▶ Aim of the task: Copy out every entry precisely.

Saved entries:
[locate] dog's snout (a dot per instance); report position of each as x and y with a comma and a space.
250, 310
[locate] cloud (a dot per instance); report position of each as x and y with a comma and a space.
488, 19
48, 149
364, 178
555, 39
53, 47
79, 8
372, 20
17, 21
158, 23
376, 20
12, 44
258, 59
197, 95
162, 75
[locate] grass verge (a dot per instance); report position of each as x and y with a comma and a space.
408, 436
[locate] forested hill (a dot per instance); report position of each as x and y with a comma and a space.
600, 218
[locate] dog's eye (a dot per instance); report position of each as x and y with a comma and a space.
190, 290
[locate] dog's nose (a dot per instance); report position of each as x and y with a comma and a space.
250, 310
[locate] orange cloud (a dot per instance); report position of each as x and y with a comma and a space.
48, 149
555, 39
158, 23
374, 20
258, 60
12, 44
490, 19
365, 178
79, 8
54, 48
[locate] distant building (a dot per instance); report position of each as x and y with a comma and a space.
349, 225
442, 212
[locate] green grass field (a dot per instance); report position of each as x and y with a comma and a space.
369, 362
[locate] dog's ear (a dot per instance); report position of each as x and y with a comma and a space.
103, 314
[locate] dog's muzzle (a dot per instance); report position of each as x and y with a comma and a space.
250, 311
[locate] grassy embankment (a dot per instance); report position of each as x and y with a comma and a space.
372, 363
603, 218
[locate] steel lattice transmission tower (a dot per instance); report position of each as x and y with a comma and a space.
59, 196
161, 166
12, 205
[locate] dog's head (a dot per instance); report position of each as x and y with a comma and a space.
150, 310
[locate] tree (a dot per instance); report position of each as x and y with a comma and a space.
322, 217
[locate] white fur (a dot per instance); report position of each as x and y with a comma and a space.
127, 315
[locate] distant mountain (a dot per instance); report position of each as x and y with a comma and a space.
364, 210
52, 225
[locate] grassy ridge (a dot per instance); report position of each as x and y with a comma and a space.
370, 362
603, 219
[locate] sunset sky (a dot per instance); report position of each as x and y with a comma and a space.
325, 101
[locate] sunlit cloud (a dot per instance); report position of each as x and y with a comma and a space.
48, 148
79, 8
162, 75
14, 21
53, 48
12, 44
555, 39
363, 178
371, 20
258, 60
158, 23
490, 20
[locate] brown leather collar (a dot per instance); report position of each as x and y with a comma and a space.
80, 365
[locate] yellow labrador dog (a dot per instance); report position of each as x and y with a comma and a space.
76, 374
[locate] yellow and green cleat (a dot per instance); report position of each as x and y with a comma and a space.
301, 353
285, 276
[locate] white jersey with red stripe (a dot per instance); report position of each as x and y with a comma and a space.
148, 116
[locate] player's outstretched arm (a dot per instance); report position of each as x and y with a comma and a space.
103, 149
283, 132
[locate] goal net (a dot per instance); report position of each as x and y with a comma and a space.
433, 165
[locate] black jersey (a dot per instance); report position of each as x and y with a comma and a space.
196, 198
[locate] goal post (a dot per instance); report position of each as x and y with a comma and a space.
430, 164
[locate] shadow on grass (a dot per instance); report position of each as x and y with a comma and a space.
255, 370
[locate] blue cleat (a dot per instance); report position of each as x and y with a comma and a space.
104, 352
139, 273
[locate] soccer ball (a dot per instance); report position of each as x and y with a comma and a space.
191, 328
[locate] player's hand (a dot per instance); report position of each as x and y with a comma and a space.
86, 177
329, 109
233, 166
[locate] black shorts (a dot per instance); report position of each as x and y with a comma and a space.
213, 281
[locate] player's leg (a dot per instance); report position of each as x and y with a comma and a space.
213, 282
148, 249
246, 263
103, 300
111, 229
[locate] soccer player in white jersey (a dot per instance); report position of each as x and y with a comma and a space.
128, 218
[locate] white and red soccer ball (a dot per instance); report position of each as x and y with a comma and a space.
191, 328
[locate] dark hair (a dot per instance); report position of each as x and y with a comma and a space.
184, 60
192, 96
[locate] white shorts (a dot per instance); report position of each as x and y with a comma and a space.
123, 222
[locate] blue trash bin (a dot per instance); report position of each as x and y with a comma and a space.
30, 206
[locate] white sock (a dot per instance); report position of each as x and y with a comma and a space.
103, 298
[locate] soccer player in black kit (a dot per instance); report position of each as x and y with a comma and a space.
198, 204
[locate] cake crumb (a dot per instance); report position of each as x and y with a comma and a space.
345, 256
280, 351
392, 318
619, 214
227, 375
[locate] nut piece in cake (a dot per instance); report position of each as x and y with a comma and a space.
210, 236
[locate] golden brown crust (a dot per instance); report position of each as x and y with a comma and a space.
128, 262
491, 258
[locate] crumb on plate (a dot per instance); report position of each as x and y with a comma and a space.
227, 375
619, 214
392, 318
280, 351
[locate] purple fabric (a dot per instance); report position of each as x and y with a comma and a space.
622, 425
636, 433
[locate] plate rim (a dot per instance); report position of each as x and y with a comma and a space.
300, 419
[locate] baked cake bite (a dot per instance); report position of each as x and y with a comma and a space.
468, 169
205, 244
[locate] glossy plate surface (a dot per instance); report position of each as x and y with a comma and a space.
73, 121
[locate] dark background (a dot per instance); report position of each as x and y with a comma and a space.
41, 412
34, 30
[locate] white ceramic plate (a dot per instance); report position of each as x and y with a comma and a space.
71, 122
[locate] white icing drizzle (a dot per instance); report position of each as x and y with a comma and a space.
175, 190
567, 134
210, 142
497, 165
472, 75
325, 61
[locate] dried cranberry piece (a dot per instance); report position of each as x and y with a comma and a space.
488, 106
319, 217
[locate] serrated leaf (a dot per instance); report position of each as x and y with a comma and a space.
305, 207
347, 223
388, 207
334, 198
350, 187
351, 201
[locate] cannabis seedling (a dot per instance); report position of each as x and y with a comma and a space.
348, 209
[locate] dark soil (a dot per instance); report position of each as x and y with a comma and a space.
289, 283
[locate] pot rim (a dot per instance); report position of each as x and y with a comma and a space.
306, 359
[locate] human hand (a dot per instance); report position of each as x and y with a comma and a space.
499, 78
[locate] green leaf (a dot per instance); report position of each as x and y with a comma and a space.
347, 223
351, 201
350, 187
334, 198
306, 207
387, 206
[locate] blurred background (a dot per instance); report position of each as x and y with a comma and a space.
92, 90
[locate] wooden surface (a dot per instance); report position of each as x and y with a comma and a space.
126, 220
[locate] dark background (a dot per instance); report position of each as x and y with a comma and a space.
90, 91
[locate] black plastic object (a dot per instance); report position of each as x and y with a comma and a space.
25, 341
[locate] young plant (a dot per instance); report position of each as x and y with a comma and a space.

▶ Written answer:
[locate] dog's snout (a dot per instance); report position of each as x and y with a comma and a space.
250, 310
[locate] cloud (a dot per instance); report position of each as x and y with a comma and a space.
488, 19
48, 149
364, 178
555, 39
53, 47
79, 8
372, 20
17, 21
158, 23
376, 20
12, 44
258, 59
197, 95
162, 75
[locate] grass verge (a dot per instance); report position of each as x and y with a comma and a space.
408, 436
[locate] forested hill (a dot per instance); report position of each as x and y with a comma and a space.
600, 218
[locate] dog's eye (a dot per instance); report position of each as x and y with a comma and a space.
190, 290
[locate] dog's nose (a dot per instance); report position of each as x and y with a comma and a space.
250, 310
[locate] orange cloud (a dot per instance); report position of each as x and y with a comma and a space.
48, 149
555, 39
158, 23
374, 20
258, 60
12, 44
490, 19
365, 178
79, 8
54, 48
[locate] distant building (a dot per instance); report position of each as x and y with a comma and a space.
349, 225
442, 212
[locate] green grass field (a dot per instance); report position of each as x and y with a comma and a space.
369, 362
[locate] dog's ear (a dot per instance); report position of each as x and y with a comma and a space.
103, 314
[locate] dog's muzzle (a dot per instance); report position of each as x and y with a comma and a space.
250, 311
[locate] grassy embankment (a dot per instance); report position of each as x and y with a comma and a space.
372, 363
603, 218
[locate] steel lattice transmission tower (a dot per instance); report position of each as x and y with a comma and a space.
59, 196
161, 166
12, 205
[locate] dog's head (a dot per instance); report position of each as x and y with a comma and a space.
150, 310
[locate] tree (a dot per instance); report position of each as x and y with a comma and a space.
322, 217
[locate] white fur (a dot per instance); report position of each as x and y with a comma and a space.
127, 315
[locate] distant mountain (a dot per instance); report position of each as x and y with a comma and a space.
364, 210
52, 225
[locate] grassy ridge (a dot per instance); report position of each as x and y with a comma and a space.
370, 362
603, 219
[locate] sunset sky (a dot per instance); report position of each as x and y with a comma and a space.
325, 101
[locate] sunlit cloud (a dot per instance); report position of each as x and y with a comma and a space.
48, 148
79, 8
162, 75
14, 21
53, 48
12, 44
555, 39
363, 178
371, 20
258, 60
158, 23
490, 20
[locate] brown leather collar (a dot per instance); report position of each as x and y with a comma and a space.
80, 365
[locate] yellow labrador dog (a dot per instance); report position of each as x and y with a comma and a space.
76, 374
[locate] yellow and green cleat (a dot per instance); report position of each as x and y with a comma and a space.
301, 353
285, 276
[locate] white jersey with red stripe (a dot per instance); report position of each as x and y with a comma and a space.
148, 116
[locate] player's outstretched arm (a dot per instance); report position of each as x and y with a comma and a space.
103, 149
283, 132
[locate] goal net (a dot per instance); report position of each as x and y with a comma and a space.
433, 165
[locate] black jersey (a dot per instance); report position of each as x and y with a comma and a space.
196, 198
[locate] goal post (a dot per instance); report position of each as x and y with a comma and a space.
430, 164
[locate] shadow on grass (a dot per instance); report position of each as x and y with a comma and a space.
255, 370
[locate] blue cleat (a dot per instance); report position of each as x and y with a comma and a space.
104, 352
139, 273
[locate] soccer ball (a dot per instance); report position of each as x and y with a comma and a space.
191, 328
[locate] player's hand (a dot per instance); report position of each as x and y with a comma and a space.
86, 177
329, 109
233, 166
[locate] black shorts (a dot per instance); report position of each as x and y with a comma and a space.
213, 281
[locate] player's leg (a dot per instance); report position of each as x and y with a comma and a space.
213, 282
148, 249
246, 263
103, 300
111, 229
[locate] soccer player in white jersey (a dot per instance); report position of each as x and y with a comma and a space.
128, 218
[locate] white and red soccer ball (a dot per instance); report position of each as x and y with a comma and a space.
191, 328
[locate] dark hair (a dot per instance); report position of each as x and y with a comma and a space.
184, 60
192, 96
[locate] white shorts (a dot per instance); report position of each as x and y with a comma and a space.
123, 222
[locate] blue trash bin (a dot per instance); report position of each as x and y with a comma and a space.
30, 206
[locate] white sock (a dot per instance); report position of each as x and y with a comma and a space.
103, 298
[locate] soccer player in black kit (a dot per instance); report position of each as x and y with a comma and a space.
198, 204
[locate] cake crumb (a dot per instance); report position of each as x and y with a comma and a space.
345, 256
280, 351
392, 318
619, 214
227, 375
[locate] nut piece in cake (a dot per instance); report position of each as x and y with a comma and a space.
210, 236
[locate] golden brown crust (a dot per instance); report position of each as x and y with a comma and a space.
128, 262
491, 258
[locate] crumb on plate (a dot per instance); report position of each as x and y with a comma and a space.
227, 375
619, 214
392, 318
280, 351
[locate] purple fabric (a dot per instance); report position of each as x and y with a comma and a space.
622, 425
636, 433
[locate] plate rim (a dot per instance); report position of each as x and y with a comma and a space.
300, 419
[locate] baked cake bite (a dot per instance); report position of each as x and y with a comma and a space.
468, 169
205, 244
[locate] glossy plate surface (a dot per instance); report position of each as x and y with a comma and a space.
73, 121
[locate] dark background (a dot per instance); report position of each as x and y with a comma and a space.
41, 412
34, 30
[locate] white ceramic plate (a dot per instance); report position of each as x and y with a comma and a space.
71, 122
[locate] white icing drizzle (a dot per instance); report position of each as x and y with a comma and a space.
175, 190
567, 134
210, 142
497, 165
472, 75
325, 61
[locate] dried cranberry piece (a dot per instance); report position of each as x and y with a comma and a space.
488, 106
319, 217
[locate] serrated leaf (a dot per instance); report position of each as x and y with a comma and a space.
305, 207
347, 223
388, 207
334, 198
350, 187
351, 201
[locate] cannabis seedling (a dot per instance); report position of each as x and y with a comma and a space.
348, 209
[locate] dark soil (a dot per instance); report position of each as x and y with a comma and a space.
289, 283
[locate] pot rim (a dot per instance); report position of each as x and y with a comma and a space.
306, 359
[locate] human hand (a dot per instance); report position of each as x and y with a comma and a space.
499, 78
[locate] green leaf (a dot per instance); report position of each as x and y with a comma and a space.
347, 223
351, 201
350, 187
334, 198
306, 207
387, 206
[locate] blurred background (a dot per instance); report position of each as x and y with a comma and a space.
92, 90
[locate] wooden surface (a dot per instance); report position of each as x and y with a comma and a space.
126, 220
[locate] dark background (a dot per instance); report position of each as x and y with a comma and a space.
90, 91
[locate] black plastic object (a dot per instance); report position of each as x and y with a comma and a space.
25, 341
[locate] young plant (a dot per instance); report position of each as x and y with a comma and a space.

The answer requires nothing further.